- WORK INSTRUCTIONS
Copy the entire listing below verbatim, omitting the pictures.
-- Start PROVIDED RECORDS --
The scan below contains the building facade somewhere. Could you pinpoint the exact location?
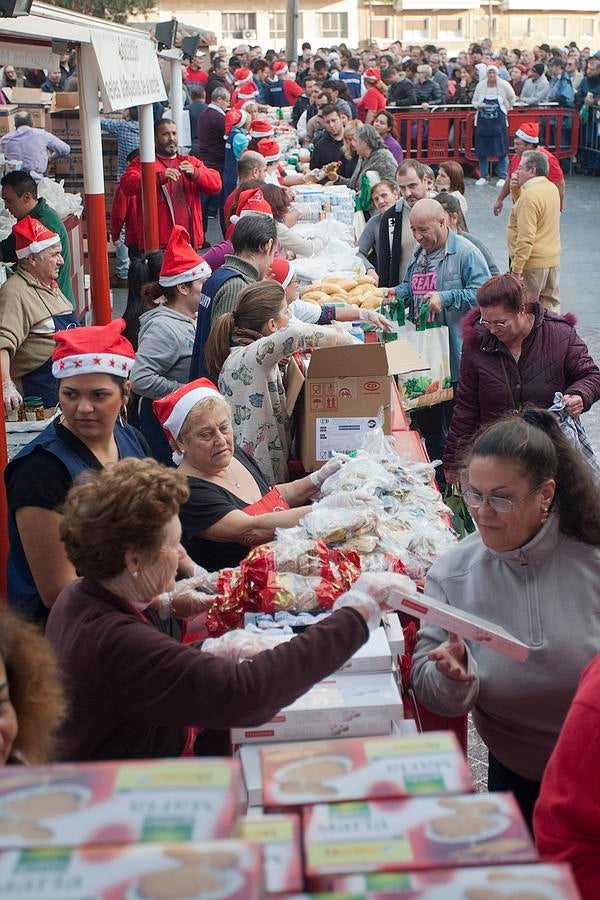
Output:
[149,0,600,53]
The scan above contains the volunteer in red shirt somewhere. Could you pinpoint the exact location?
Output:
[494,122,565,216]
[356,69,385,125]
[120,119,222,250]
[110,148,144,258]
[231,81,258,115]
[533,654,600,900]
[231,68,256,106]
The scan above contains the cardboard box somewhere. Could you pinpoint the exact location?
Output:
[0,758,242,848]
[238,813,303,896]
[386,576,529,662]
[0,841,264,900]
[0,112,15,137]
[332,863,580,900]
[255,626,393,675]
[302,794,537,890]
[383,612,405,662]
[300,340,428,472]
[261,731,475,809]
[52,91,79,109]
[231,674,402,744]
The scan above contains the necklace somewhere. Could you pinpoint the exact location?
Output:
[188,463,242,487]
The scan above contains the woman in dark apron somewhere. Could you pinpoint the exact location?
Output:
[154,378,342,572]
[475,66,508,187]
[4,319,147,623]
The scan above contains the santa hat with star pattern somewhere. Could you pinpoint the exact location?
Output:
[52,319,135,378]
[13,216,60,259]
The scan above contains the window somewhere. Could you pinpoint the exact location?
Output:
[403,18,429,41]
[221,13,256,41]
[581,19,596,39]
[315,13,348,38]
[269,13,287,41]
[510,16,531,38]
[369,16,392,41]
[548,16,567,37]
[438,16,464,40]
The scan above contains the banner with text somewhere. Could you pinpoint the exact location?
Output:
[92,32,167,112]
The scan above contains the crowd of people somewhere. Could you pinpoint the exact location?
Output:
[0,29,600,900]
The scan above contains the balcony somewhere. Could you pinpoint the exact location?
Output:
[394,0,482,8]
[502,0,598,13]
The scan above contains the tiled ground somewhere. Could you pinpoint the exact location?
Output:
[460,176,600,790]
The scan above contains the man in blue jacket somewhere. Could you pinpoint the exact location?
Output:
[396,198,490,459]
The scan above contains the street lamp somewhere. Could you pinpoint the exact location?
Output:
[0,0,33,19]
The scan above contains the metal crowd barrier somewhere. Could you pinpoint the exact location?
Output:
[577,107,600,172]
[389,104,580,169]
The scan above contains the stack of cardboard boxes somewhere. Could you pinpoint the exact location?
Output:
[0,733,579,900]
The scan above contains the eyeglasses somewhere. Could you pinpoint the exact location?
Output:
[462,484,541,513]
[479,316,508,328]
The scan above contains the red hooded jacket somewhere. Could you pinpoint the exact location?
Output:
[119,153,222,250]
[444,302,600,471]
[533,655,600,900]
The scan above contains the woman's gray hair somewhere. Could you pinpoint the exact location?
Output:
[356,125,384,150]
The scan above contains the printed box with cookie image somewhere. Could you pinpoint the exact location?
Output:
[332,863,580,900]
[302,794,537,890]
[238,813,303,896]
[0,840,264,900]
[0,758,242,848]
[231,674,402,746]
[261,731,475,809]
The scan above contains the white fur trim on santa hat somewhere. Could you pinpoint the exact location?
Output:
[52,353,135,378]
[158,261,212,287]
[515,128,540,144]
[163,388,227,438]
[16,234,60,259]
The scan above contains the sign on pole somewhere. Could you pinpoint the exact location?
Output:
[92,31,167,112]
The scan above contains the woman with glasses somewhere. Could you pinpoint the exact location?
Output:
[412,408,600,823]
[444,275,600,483]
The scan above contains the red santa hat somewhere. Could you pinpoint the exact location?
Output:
[225,109,250,135]
[52,319,135,378]
[236,81,258,109]
[230,188,273,225]
[152,378,227,440]
[233,69,252,87]
[267,256,296,288]
[515,122,540,144]
[256,138,281,163]
[13,216,60,259]
[158,225,212,287]
[250,119,275,140]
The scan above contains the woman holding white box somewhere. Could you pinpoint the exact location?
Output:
[412,409,600,823]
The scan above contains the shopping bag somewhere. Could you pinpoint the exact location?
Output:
[398,323,453,409]
[443,484,475,540]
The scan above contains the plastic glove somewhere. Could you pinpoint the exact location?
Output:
[308,454,348,488]
[2,378,23,413]
[358,307,393,331]
[319,491,381,509]
[202,628,283,663]
[333,572,416,631]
-- End PROVIDED RECORDS --
- SOLUTION
The scan below contains the building facade somewhere. Could you pinpoint the exact location?
Output:
[149,0,600,53]
The scan above contains the volunteer in red shirt somewhere. Could you pinpoint the exact location?
Output:
[494,122,565,216]
[356,69,385,125]
[120,119,222,250]
[110,148,144,258]
[231,81,258,115]
[533,654,600,900]
[231,68,256,106]
The scan above contains the cardboard box somewhere. Could you pinpoint the exact location?
Output:
[0,758,242,848]
[238,813,303,896]
[386,576,529,662]
[0,841,264,900]
[0,112,15,137]
[332,863,580,900]
[255,626,393,675]
[302,794,537,890]
[383,612,405,662]
[300,340,428,472]
[261,731,475,809]
[52,91,79,109]
[231,674,402,744]
The scan above contains the necklace somewhere. Could you pinpoint the exact location?
Output:
[188,463,242,487]
The scan above contains the woman in dark apron somewhere. Could you pinpoint the exact location?
Output:
[154,378,342,572]
[475,66,508,187]
[4,319,147,623]
The scan above contains the santa hat with star pattern somewhere. Could you pinpoint the exact location?
Output:
[52,319,135,378]
[13,216,60,259]
The scan above contains the window somewhere. Could you pinpoint the exact location?
Output:
[403,18,429,41]
[221,13,256,41]
[581,19,596,39]
[315,13,348,38]
[269,13,287,41]
[510,16,531,38]
[369,16,392,41]
[548,16,567,37]
[438,16,464,40]
The scan above contains the banner with text somewhere. Could you pinpoint the exact location?
Output:
[92,32,167,112]
The scan above contains the crowd of people somewhere. Could you pinpoint the exact location?
Output:
[0,29,600,900]
The scan above contains the balcony somewhere. Could you pinpoint the exact location?
Output:
[394,0,482,8]
[502,0,598,13]
The scan above contains the tiled ground somewhere. Could you pinpoint the exact location?
Output:
[460,176,600,790]
The scan above contains the man in blue jacket somewhere. Could you pinpoint the exact location?
Output:
[396,198,490,459]
The scan above contains the street lamp somewhere. Could you pinpoint the exact location?
Output:
[0,0,33,19]
The scan above contains the metal crowd barrier somewhere. Could you pinpoint the exact location?
Output:
[577,107,600,172]
[389,104,580,169]
The scan above contains the stack of cardboard boxes somewhere. Could you pinpoint the exact location?
Output:
[0,733,579,900]
The scan above contains the eyeglasses somewhere. Could you pinpoint the exact location?
Output:
[462,484,541,513]
[479,316,508,328]
The scan above contains the red hooded jacket somewhere. Could you pinpoint the exact location?
Output:
[119,153,222,250]
[444,302,600,471]
[533,655,600,900]
The scan above contains the woman's gray hair somewhere. Could you pinpoint the exact location?
Output:
[356,125,384,150]
The scan above contains the printed box with cookie image somewhere. Could you pinpoint the exact location?
Output:
[332,863,580,900]
[302,794,537,890]
[238,813,303,896]
[0,840,264,900]
[0,758,242,848]
[231,674,402,746]
[261,731,475,809]
The scan above contains the white fur trim on santa hat somewhere. Could you pinpoint the exact location?
Output:
[52,353,135,378]
[158,261,212,287]
[515,128,540,144]
[163,388,227,438]
[16,234,60,259]
The scan above contains the sign on pole somewhere. Could you pinpoint the exact location?
Output:
[92,31,167,112]
The scan above contains the woman with glasses somewhere. Could you pinpoint the exact location?
Output:
[412,408,600,823]
[444,275,600,483]
The scan above contains the red santa hat somewhere. Could you pinpoint the exact location?
Output:
[225,109,250,135]
[52,319,135,378]
[236,81,258,109]
[230,188,273,225]
[152,378,227,440]
[233,69,252,87]
[267,256,296,288]
[515,122,540,144]
[256,138,281,163]
[13,216,60,259]
[158,225,212,287]
[250,119,275,140]
The scan above contains the woman holding white box somewhere. Could you pinpoint the exact location?
Output:
[412,409,600,823]
The scan above contains the shopping bag somewhere. Could you pinpoint the exact location?
Output:
[398,323,453,409]
[443,484,475,540]
The scan above contains the plastic glove somewhere. Could you pinpoint the exact location?
Output:
[308,454,348,488]
[2,378,23,413]
[358,307,393,331]
[319,491,381,509]
[202,628,283,663]
[333,572,416,631]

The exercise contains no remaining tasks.